RECORDS PROVIDED
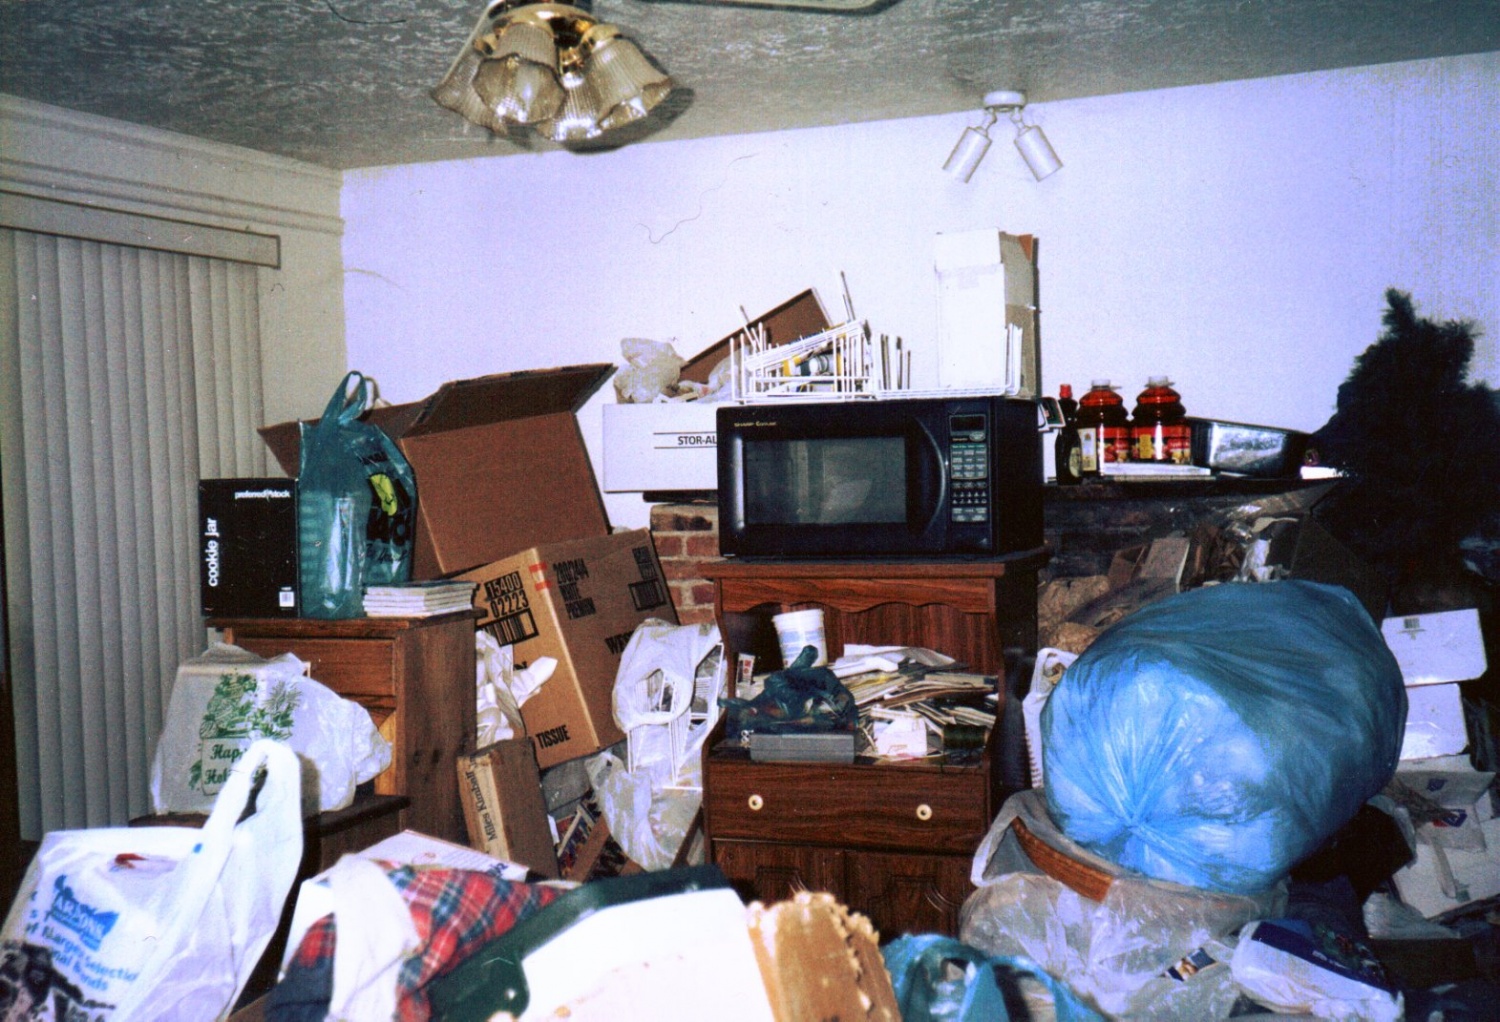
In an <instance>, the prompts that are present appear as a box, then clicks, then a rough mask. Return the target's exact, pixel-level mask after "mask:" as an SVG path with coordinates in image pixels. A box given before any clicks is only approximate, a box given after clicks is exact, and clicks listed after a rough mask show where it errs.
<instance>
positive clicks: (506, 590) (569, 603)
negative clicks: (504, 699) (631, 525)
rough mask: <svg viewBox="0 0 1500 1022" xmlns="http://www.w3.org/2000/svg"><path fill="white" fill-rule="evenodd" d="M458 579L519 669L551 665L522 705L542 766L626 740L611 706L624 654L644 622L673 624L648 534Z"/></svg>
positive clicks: (613, 540)
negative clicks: (623, 653) (476, 582)
mask: <svg viewBox="0 0 1500 1022" xmlns="http://www.w3.org/2000/svg"><path fill="white" fill-rule="evenodd" d="M459 578H462V579H465V581H471V582H478V587H480V588H478V593H477V594H475V597H474V603H475V606H477V608H478V609H480V620H478V626H480V627H481V629H484V630H487V632H489V633H490V635H493V636H495V639H496V641H498V642H499V644H501V645H513V647H514V650H513V654H514V663H516V666H517V668H520V666H528V665H531V663H535V662H537V659H538V657H552V659H555V660H556V669H555V671H553V672H552V677H550V678H547V680H546V681H544V683H541V687H540V689H537V692H535V695H532V696H531V698H529V699H526V701H525V702H523V704H522V705H520V716H522V720H523V722H525V725H526V732H528V734H529V735H531V740H532V743H534V744H535V752H537V765H538V767H541V768H543V770H544V768H547V767H550V765H552V764H556V762H562V761H565V759H576V758H579V756H586V755H589V753H592V752H598V750H600V749H603V747H606V746H612V744H615V743H616V741H622V740H624V737H625V735H624V732H622V731H619V728H618V726H616V725H615V714H613V705H612V696H613V690H615V672H616V671H618V669H619V654H621V653H624V650H625V644H627V642H628V641H630V635H631V633H633V632H634V630H636V626H637V624H640V623H642V621H645V620H646V618H660V620H664V621H670V623H672V624H676V611H675V609H673V608H672V600H670V599H669V596H667V587H666V579H664V578H663V575H661V564H660V561H658V560H657V554H655V545H654V543H652V542H651V533H649V531H646V530H643V528H637V530H633V531H628V533H615V534H610V536H592V537H585V539H574V540H568V542H562V543H550V545H546V546H534V548H529V549H525V551H522V552H519V554H513V555H510V557H505V558H502V560H498V561H492V563H489V564H486V566H484V567H478V569H474V570H469V572H463V573H462V575H459Z"/></svg>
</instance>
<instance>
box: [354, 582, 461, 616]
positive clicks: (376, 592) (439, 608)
mask: <svg viewBox="0 0 1500 1022" xmlns="http://www.w3.org/2000/svg"><path fill="white" fill-rule="evenodd" d="M474 588H475V584H474V582H460V581H434V582H404V584H399V585H371V587H369V588H366V590H365V614H366V615H369V617H431V615H434V614H452V612H453V611H466V609H469V608H472V606H474Z"/></svg>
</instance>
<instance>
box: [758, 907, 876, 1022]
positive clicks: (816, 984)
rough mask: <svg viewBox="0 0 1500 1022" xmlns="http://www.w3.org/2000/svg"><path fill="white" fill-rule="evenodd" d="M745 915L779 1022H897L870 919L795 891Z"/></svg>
mask: <svg viewBox="0 0 1500 1022" xmlns="http://www.w3.org/2000/svg"><path fill="white" fill-rule="evenodd" d="M745 915H747V923H748V927H750V939H751V944H753V945H754V954H756V963H757V965H759V966H760V978H762V980H763V981H765V990H766V995H768V996H769V999H771V1008H772V1014H774V1016H775V1019H777V1022H790V1020H792V1019H850V1020H852V1019H862V1020H864V1022H900V1017H901V1010H900V1004H898V1002H897V998H895V989H894V986H892V983H891V974H889V972H888V971H886V968H885V959H883V957H882V956H880V935H879V933H876V930H874V926H871V924H870V920H868V918H865V917H864V915H859V914H858V912H850V911H849V909H847V908H846V906H843V905H841V903H838V902H837V900H835V899H834V896H832V894H828V893H823V891H817V893H811V891H799V893H798V894H795V896H793V897H792V899H790V900H784V902H777V903H774V905H771V906H769V908H768V906H765V905H762V903H760V902H754V903H751V905H750V908H748V909H745Z"/></svg>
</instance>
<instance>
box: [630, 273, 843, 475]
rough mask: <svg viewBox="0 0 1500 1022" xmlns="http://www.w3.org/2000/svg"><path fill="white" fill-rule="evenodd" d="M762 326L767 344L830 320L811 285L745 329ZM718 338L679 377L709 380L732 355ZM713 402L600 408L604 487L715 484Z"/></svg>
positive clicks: (666, 402)
mask: <svg viewBox="0 0 1500 1022" xmlns="http://www.w3.org/2000/svg"><path fill="white" fill-rule="evenodd" d="M757 324H759V326H762V327H765V332H766V342H768V344H769V345H772V347H777V345H783V344H790V342H792V341H796V339H799V338H808V336H811V335H814V333H822V332H823V330H826V329H828V327H829V326H831V324H829V323H828V317H826V315H825V314H823V306H822V303H820V302H819V300H817V294H816V293H814V291H813V290H811V288H808V290H807V291H802V293H801V294H798V296H795V297H792V299H789V300H786V302H783V303H781V305H778V306H775V308H774V309H771V311H769V312H766V314H765V315H762V317H759V318H756V320H751V321H750V324H747V329H748V326H757ZM738 333H739V330H735V333H732V335H729V336H727V338H721V339H718V341H715V342H714V344H712V345H709V347H708V348H703V350H702V351H699V353H697V354H696V356H693V357H691V359H688V360H687V362H685V363H684V365H682V369H681V372H679V374H678V375H679V377H681V378H682V380H691V381H693V383H708V377H709V374H711V372H712V371H714V366H717V365H718V363H720V362H723V360H724V359H726V357H727V356H729V344H730V339H732V338H733V336H735V335H738ZM720 405H721V402H717V401H661V402H654V404H630V402H624V404H609V405H604V491H606V492H610V494H616V492H636V491H642V492H682V491H694V492H696V491H711V489H717V488H718V432H717V423H715V416H717V411H718V408H720Z"/></svg>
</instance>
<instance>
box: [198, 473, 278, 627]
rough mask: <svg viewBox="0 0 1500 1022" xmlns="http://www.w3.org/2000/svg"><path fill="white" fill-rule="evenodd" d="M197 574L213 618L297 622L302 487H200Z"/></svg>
mask: <svg viewBox="0 0 1500 1022" xmlns="http://www.w3.org/2000/svg"><path fill="white" fill-rule="evenodd" d="M198 569H199V576H201V582H199V591H201V594H202V612H204V614H207V615H210V617H297V614H299V611H300V600H299V599H297V482H296V480H294V479H202V480H199V482H198Z"/></svg>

WORK TASK
Which lines in the entries above contain the word "positive"? Copy each of those lines in full, treating case as significant.

RESPONSE BELOW
positive clicks: (506, 590) (569, 603)
positive clicks: (613, 540)
positive clicks: (376, 592) (439, 608)
positive clicks: (816, 984)
positive clicks: (666, 402)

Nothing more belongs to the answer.